**What is needed:**
Locate each line in the records below that contains the string "roadway", and copy those lines out in full.

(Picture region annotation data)
□ □ □ □ □ □ □

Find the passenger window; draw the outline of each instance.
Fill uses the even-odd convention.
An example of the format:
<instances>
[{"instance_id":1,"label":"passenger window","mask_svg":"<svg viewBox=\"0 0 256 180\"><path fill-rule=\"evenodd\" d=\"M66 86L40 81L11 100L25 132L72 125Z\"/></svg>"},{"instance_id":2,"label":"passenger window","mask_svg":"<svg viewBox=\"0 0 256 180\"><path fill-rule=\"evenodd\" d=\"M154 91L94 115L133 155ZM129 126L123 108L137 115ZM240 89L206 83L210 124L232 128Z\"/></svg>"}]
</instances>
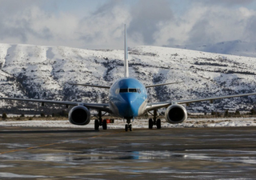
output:
<instances>
[{"instance_id":1,"label":"passenger window","mask_svg":"<svg viewBox=\"0 0 256 180\"><path fill-rule=\"evenodd\" d=\"M137 93L137 89L129 89L129 93Z\"/></svg>"},{"instance_id":2,"label":"passenger window","mask_svg":"<svg viewBox=\"0 0 256 180\"><path fill-rule=\"evenodd\" d=\"M119 90L120 90L120 89L117 89L117 90L115 90L115 94L119 94Z\"/></svg>"}]
</instances>

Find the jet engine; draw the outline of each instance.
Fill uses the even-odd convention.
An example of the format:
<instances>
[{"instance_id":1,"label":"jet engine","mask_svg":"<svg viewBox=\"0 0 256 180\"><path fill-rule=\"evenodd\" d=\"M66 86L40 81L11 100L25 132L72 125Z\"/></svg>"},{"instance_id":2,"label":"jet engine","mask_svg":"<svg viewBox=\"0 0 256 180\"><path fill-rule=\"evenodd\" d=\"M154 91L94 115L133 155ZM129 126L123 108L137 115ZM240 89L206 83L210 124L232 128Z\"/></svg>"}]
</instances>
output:
<instances>
[{"instance_id":1,"label":"jet engine","mask_svg":"<svg viewBox=\"0 0 256 180\"><path fill-rule=\"evenodd\" d=\"M187 118L186 108L178 104L170 106L166 111L166 122L170 124L178 124L184 122Z\"/></svg>"},{"instance_id":2,"label":"jet engine","mask_svg":"<svg viewBox=\"0 0 256 180\"><path fill-rule=\"evenodd\" d=\"M73 107L69 112L69 121L74 125L86 125L90 121L90 110L82 106Z\"/></svg>"}]
</instances>

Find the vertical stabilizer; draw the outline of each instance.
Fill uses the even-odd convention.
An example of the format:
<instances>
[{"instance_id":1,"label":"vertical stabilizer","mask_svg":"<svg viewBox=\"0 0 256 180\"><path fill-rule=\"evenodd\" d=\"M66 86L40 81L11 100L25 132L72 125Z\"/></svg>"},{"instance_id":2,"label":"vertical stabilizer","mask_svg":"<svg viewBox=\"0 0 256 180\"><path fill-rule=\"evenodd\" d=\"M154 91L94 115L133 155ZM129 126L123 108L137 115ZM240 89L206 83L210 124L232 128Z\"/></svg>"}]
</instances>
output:
<instances>
[{"instance_id":1,"label":"vertical stabilizer","mask_svg":"<svg viewBox=\"0 0 256 180\"><path fill-rule=\"evenodd\" d=\"M128 66L128 53L127 53L127 42L126 42L126 25L125 25L125 77L129 77L129 66Z\"/></svg>"}]
</instances>

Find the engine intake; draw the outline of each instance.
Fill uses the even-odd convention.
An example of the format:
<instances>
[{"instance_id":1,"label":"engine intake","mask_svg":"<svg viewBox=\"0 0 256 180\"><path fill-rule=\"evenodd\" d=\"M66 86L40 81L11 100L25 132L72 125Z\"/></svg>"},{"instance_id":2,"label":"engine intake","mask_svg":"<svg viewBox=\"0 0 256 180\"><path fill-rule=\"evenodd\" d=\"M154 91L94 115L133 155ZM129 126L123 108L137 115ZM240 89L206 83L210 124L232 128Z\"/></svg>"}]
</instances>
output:
<instances>
[{"instance_id":1,"label":"engine intake","mask_svg":"<svg viewBox=\"0 0 256 180\"><path fill-rule=\"evenodd\" d=\"M74 125L86 125L90 121L90 110L82 106L73 107L69 112L69 121Z\"/></svg>"},{"instance_id":2,"label":"engine intake","mask_svg":"<svg viewBox=\"0 0 256 180\"><path fill-rule=\"evenodd\" d=\"M182 105L171 105L166 111L166 119L170 124L181 123L187 119L187 111Z\"/></svg>"}]
</instances>

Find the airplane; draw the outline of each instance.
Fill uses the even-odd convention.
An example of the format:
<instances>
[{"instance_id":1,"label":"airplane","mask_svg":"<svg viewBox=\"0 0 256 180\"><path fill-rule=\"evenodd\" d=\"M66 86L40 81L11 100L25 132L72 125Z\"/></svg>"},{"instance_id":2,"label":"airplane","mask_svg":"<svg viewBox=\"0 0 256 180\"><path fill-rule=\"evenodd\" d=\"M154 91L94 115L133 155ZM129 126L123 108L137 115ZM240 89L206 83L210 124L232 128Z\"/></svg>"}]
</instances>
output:
<instances>
[{"instance_id":1,"label":"airplane","mask_svg":"<svg viewBox=\"0 0 256 180\"><path fill-rule=\"evenodd\" d=\"M126 131L132 131L132 120L136 117L142 116L146 113L153 115L153 119L149 119L149 129L153 129L154 126L157 129L161 129L161 119L158 118L157 110L161 108L166 108L165 112L166 121L169 123L182 123L187 119L187 111L182 104L189 104L197 102L210 101L213 102L215 99L230 98L235 97L256 95L256 93L234 94L219 97L210 97L198 99L178 100L170 102L148 102L147 88L181 83L181 82L144 86L138 79L129 76L128 54L126 43L126 26L124 28L124 77L116 80L111 86L98 86L90 84L76 84L68 82L73 86L92 86L104 88L110 90L108 103L87 103L82 102L65 102L51 101L43 99L28 99L17 98L0 98L2 100L15 100L32 102L40 102L42 106L45 103L61 104L73 106L69 112L69 121L70 123L78 126L85 126L90 122L90 110L98 110L98 119L94 120L94 130L98 130L99 126L103 130L107 129L106 120L102 117L109 113L113 116L122 118L126 120L125 126ZM151 113L153 111L153 113ZM102 114L102 112L105 112Z\"/></svg>"}]
</instances>

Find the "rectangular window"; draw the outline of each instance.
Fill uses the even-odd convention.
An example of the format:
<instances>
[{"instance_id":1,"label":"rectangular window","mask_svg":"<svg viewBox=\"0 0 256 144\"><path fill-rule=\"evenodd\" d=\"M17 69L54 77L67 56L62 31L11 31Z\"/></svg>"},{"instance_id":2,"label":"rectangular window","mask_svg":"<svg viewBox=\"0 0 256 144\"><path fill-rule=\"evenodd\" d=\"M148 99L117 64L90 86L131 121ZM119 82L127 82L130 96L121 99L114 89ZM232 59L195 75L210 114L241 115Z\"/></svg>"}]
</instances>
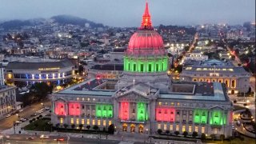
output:
<instances>
[{"instance_id":1,"label":"rectangular window","mask_svg":"<svg viewBox=\"0 0 256 144\"><path fill-rule=\"evenodd\" d=\"M167 130L167 126L166 126L166 124L164 124L164 125L163 125L163 130Z\"/></svg>"},{"instance_id":2,"label":"rectangular window","mask_svg":"<svg viewBox=\"0 0 256 144\"><path fill-rule=\"evenodd\" d=\"M194 126L194 131L198 132L198 126Z\"/></svg>"},{"instance_id":3,"label":"rectangular window","mask_svg":"<svg viewBox=\"0 0 256 144\"><path fill-rule=\"evenodd\" d=\"M161 129L161 123L158 123L158 129Z\"/></svg>"},{"instance_id":4,"label":"rectangular window","mask_svg":"<svg viewBox=\"0 0 256 144\"><path fill-rule=\"evenodd\" d=\"M182 131L186 131L186 126L182 126Z\"/></svg>"},{"instance_id":5,"label":"rectangular window","mask_svg":"<svg viewBox=\"0 0 256 144\"><path fill-rule=\"evenodd\" d=\"M218 134L218 129L217 129L217 128L215 128L215 129L214 130L214 134Z\"/></svg>"},{"instance_id":6,"label":"rectangular window","mask_svg":"<svg viewBox=\"0 0 256 144\"><path fill-rule=\"evenodd\" d=\"M151 72L151 64L149 64L149 72Z\"/></svg>"},{"instance_id":7,"label":"rectangular window","mask_svg":"<svg viewBox=\"0 0 256 144\"><path fill-rule=\"evenodd\" d=\"M178 125L176 126L176 130L179 131L179 126Z\"/></svg>"},{"instance_id":8,"label":"rectangular window","mask_svg":"<svg viewBox=\"0 0 256 144\"><path fill-rule=\"evenodd\" d=\"M144 66L143 66L143 64L141 64L141 72L143 72L144 71Z\"/></svg>"},{"instance_id":9,"label":"rectangular window","mask_svg":"<svg viewBox=\"0 0 256 144\"><path fill-rule=\"evenodd\" d=\"M202 133L205 133L205 127L202 127Z\"/></svg>"},{"instance_id":10,"label":"rectangular window","mask_svg":"<svg viewBox=\"0 0 256 144\"><path fill-rule=\"evenodd\" d=\"M60 123L60 124L62 124L62 123L63 123L63 118L60 118L59 123Z\"/></svg>"},{"instance_id":11,"label":"rectangular window","mask_svg":"<svg viewBox=\"0 0 256 144\"><path fill-rule=\"evenodd\" d=\"M191 133L192 132L192 126L189 126L189 132Z\"/></svg>"},{"instance_id":12,"label":"rectangular window","mask_svg":"<svg viewBox=\"0 0 256 144\"><path fill-rule=\"evenodd\" d=\"M174 126L173 125L170 125L170 130L174 130Z\"/></svg>"}]
</instances>

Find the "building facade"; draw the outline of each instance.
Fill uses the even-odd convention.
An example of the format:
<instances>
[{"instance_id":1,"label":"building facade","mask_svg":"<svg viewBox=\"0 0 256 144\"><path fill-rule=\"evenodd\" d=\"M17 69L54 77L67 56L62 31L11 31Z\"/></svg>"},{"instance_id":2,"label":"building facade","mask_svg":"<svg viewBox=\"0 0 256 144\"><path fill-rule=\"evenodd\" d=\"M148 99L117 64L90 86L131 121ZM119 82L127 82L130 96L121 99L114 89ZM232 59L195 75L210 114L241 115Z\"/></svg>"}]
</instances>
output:
<instances>
[{"instance_id":1,"label":"building facade","mask_svg":"<svg viewBox=\"0 0 256 144\"><path fill-rule=\"evenodd\" d=\"M69 60L55 62L8 63L6 81L9 82L23 82L26 85L45 82L57 85L65 83L73 78L74 65Z\"/></svg>"},{"instance_id":2,"label":"building facade","mask_svg":"<svg viewBox=\"0 0 256 144\"><path fill-rule=\"evenodd\" d=\"M2 63L0 63L0 85L5 85L5 72Z\"/></svg>"},{"instance_id":3,"label":"building facade","mask_svg":"<svg viewBox=\"0 0 256 144\"><path fill-rule=\"evenodd\" d=\"M180 74L185 82L218 82L225 83L229 94L246 93L250 88L250 74L242 66L230 62L210 59L188 66Z\"/></svg>"},{"instance_id":4,"label":"building facade","mask_svg":"<svg viewBox=\"0 0 256 144\"><path fill-rule=\"evenodd\" d=\"M16 110L15 86L0 86L0 119Z\"/></svg>"},{"instance_id":5,"label":"building facade","mask_svg":"<svg viewBox=\"0 0 256 144\"><path fill-rule=\"evenodd\" d=\"M77 129L114 124L120 133L232 134L233 106L223 84L174 82L162 37L154 30L148 4L131 37L118 81L89 79L52 94L54 126Z\"/></svg>"}]
</instances>

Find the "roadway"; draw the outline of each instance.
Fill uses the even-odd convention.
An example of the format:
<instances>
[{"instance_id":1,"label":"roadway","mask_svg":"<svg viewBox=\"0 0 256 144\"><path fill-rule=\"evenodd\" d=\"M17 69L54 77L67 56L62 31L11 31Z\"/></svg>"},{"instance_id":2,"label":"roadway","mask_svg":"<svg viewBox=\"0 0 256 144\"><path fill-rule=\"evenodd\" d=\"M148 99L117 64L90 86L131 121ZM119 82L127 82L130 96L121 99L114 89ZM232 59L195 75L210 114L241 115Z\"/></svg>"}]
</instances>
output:
<instances>
[{"instance_id":1,"label":"roadway","mask_svg":"<svg viewBox=\"0 0 256 144\"><path fill-rule=\"evenodd\" d=\"M18 113L18 114L11 115L9 118L5 118L0 120L0 131L2 130L10 129L14 126L14 122L20 118L27 118L30 119L31 118L31 114L34 114L36 111L41 110L43 106L44 106L51 107L51 103L50 100L42 101L40 102L37 102L32 104L30 106L26 106L23 108L23 111Z\"/></svg>"},{"instance_id":2,"label":"roadway","mask_svg":"<svg viewBox=\"0 0 256 144\"><path fill-rule=\"evenodd\" d=\"M46 136L45 136L46 137ZM12 134L10 138L5 138L3 142L8 144L36 144L36 143L72 143L72 144L95 144L95 143L104 143L104 144L142 144L144 142L123 142L118 140L110 140L110 139L98 139L98 138L67 138L67 137L58 137L58 136L46 136L47 138L40 138L40 135L26 135L26 134ZM28 138L32 138L31 139L27 139ZM63 138L64 141L58 142L58 138ZM0 143L2 142L2 139ZM148 142L146 142L148 143Z\"/></svg>"}]
</instances>

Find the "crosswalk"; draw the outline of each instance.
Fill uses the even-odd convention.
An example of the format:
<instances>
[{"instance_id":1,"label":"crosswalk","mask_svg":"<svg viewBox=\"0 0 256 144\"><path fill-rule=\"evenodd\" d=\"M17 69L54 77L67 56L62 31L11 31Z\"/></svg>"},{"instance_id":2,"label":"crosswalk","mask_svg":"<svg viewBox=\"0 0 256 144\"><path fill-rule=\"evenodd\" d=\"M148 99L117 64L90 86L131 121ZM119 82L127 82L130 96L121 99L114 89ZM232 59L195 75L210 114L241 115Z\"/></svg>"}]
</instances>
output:
<instances>
[{"instance_id":1,"label":"crosswalk","mask_svg":"<svg viewBox=\"0 0 256 144\"><path fill-rule=\"evenodd\" d=\"M118 144L134 144L133 142L120 142Z\"/></svg>"}]
</instances>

□ □ □ □ □ □ □

**Complete answer:**
Find the "roadway"; draw the outline of each instance.
[{"instance_id":1,"label":"roadway","mask_svg":"<svg viewBox=\"0 0 256 144\"><path fill-rule=\"evenodd\" d=\"M17 69L54 77L67 56L62 31L11 31Z\"/></svg>"},{"instance_id":2,"label":"roadway","mask_svg":"<svg viewBox=\"0 0 256 144\"><path fill-rule=\"evenodd\" d=\"M148 99L117 64L90 86L131 121ZM119 82L127 82L130 96L121 99L114 89ZM232 59L195 75L210 114L241 115Z\"/></svg>"}]
[{"instance_id":1,"label":"roadway","mask_svg":"<svg viewBox=\"0 0 256 144\"><path fill-rule=\"evenodd\" d=\"M18 113L18 114L11 115L9 118L5 118L0 120L0 131L2 130L10 129L14 126L14 122L20 118L27 118L30 119L31 118L31 114L34 114L36 111L41 110L43 106L44 106L51 107L51 103L50 100L42 101L40 102L37 102L32 104L30 106L26 106L23 108L23 111Z\"/></svg>"},{"instance_id":2,"label":"roadway","mask_svg":"<svg viewBox=\"0 0 256 144\"><path fill-rule=\"evenodd\" d=\"M46 136L45 136L46 137ZM12 134L10 138L5 138L3 142L8 144L36 144L36 143L72 143L72 144L95 144L95 143L104 143L104 144L142 144L144 142L123 142L118 140L110 140L110 139L98 139L98 138L67 138L67 137L58 137L58 136L46 136L47 138L40 138L40 135L26 135L26 134ZM28 138L32 138L31 139L27 139ZM63 138L64 141L58 142L58 138ZM0 143L2 142L2 139ZM148 142L146 142L148 143Z\"/></svg>"}]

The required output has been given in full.